THE PROBLEM>
Write out every item below word for word, keeping each line in its original order.

# START OF GIVEN DATA

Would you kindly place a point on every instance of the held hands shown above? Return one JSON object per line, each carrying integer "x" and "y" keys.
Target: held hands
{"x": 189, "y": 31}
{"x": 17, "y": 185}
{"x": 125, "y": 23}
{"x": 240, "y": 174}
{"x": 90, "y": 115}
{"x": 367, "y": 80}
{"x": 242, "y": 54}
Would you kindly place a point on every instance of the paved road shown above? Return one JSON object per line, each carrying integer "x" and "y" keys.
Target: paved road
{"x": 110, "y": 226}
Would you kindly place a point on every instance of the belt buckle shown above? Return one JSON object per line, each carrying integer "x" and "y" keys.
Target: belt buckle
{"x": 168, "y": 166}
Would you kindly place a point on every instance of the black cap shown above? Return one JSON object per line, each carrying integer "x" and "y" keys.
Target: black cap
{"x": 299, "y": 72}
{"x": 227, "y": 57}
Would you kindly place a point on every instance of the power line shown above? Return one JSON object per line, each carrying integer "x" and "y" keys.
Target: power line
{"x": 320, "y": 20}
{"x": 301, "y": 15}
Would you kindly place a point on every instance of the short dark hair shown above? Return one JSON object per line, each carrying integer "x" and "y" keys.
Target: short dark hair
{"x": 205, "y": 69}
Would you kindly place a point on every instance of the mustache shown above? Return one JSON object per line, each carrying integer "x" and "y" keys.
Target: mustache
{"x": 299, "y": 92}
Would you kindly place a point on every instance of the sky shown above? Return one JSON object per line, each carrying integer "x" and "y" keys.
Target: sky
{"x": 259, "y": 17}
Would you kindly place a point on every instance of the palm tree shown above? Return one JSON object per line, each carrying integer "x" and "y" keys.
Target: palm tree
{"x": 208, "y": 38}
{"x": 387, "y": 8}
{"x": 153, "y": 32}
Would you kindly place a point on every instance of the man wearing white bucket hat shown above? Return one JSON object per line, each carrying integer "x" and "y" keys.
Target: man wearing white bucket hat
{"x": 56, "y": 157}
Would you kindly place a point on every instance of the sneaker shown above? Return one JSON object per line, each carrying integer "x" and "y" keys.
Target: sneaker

# END OF GIVEN DATA

TASK RESPONSE>
Would you kindly place a point on every instance of the held hands shown above? Return one JSON object per line, each carrying integer "x" and "y" keys.
Target: held hands
{"x": 189, "y": 31}
{"x": 17, "y": 185}
{"x": 125, "y": 23}
{"x": 240, "y": 174}
{"x": 90, "y": 115}
{"x": 367, "y": 80}
{"x": 242, "y": 54}
Would you kindly place a point on every instance of the paved road shown above? Return one JSON object per line, each carrying integer "x" and "y" keys.
Target: paved road
{"x": 110, "y": 226}
Would you kindly place a point on every instance of the belt buckle shown above? Return one JSON object per line, each carrying integer "x" and "y" keys.
Target: belt buckle
{"x": 168, "y": 166}
Would you kindly place a point on every instance of the black cap shown above? Return one JSON object per line, each carrying integer "x" and "y" keys.
Target: black cap
{"x": 299, "y": 72}
{"x": 227, "y": 57}
Would you kindly place a point on every instance of the power line shown above? Return one JSON object per line, each carrying integer "x" and "y" keys.
Target: power line
{"x": 320, "y": 20}
{"x": 301, "y": 15}
Would you kindly place a point on every instance of the short dark hair shown above? Return one JSON object per line, each carrying integer "x" and "y" keys.
Target: short dark hair
{"x": 205, "y": 69}
Would you kindly place a point on every instance of the mustache shown above? Return one JSON object per line, each carrying integer "x" and "y" keys.
Target: mustache
{"x": 299, "y": 92}
Would you kindly place a point on every instance of the sky shown above? Return one JSON object per line, each carrying integer "x" and "y" keys.
Target: sky
{"x": 259, "y": 17}
Would you kindly place a point on every instance of the palm tree shown above? Return one JSON object per line, each carrying integer "x" and "y" keys.
Target: palm tree
{"x": 208, "y": 38}
{"x": 387, "y": 8}
{"x": 153, "y": 32}
Would you kindly place a point on every instance of the man wearing white bucket hat shown above? Return one JSON object per line, each carrying integer "x" and "y" keys.
Target: man wearing white bucket hat
{"x": 56, "y": 157}
Would you kindly place a point on every instance of the sneaker shown above? Return one JSON object per line, each carrying integer "x" and "y" keys.
Target: sneaker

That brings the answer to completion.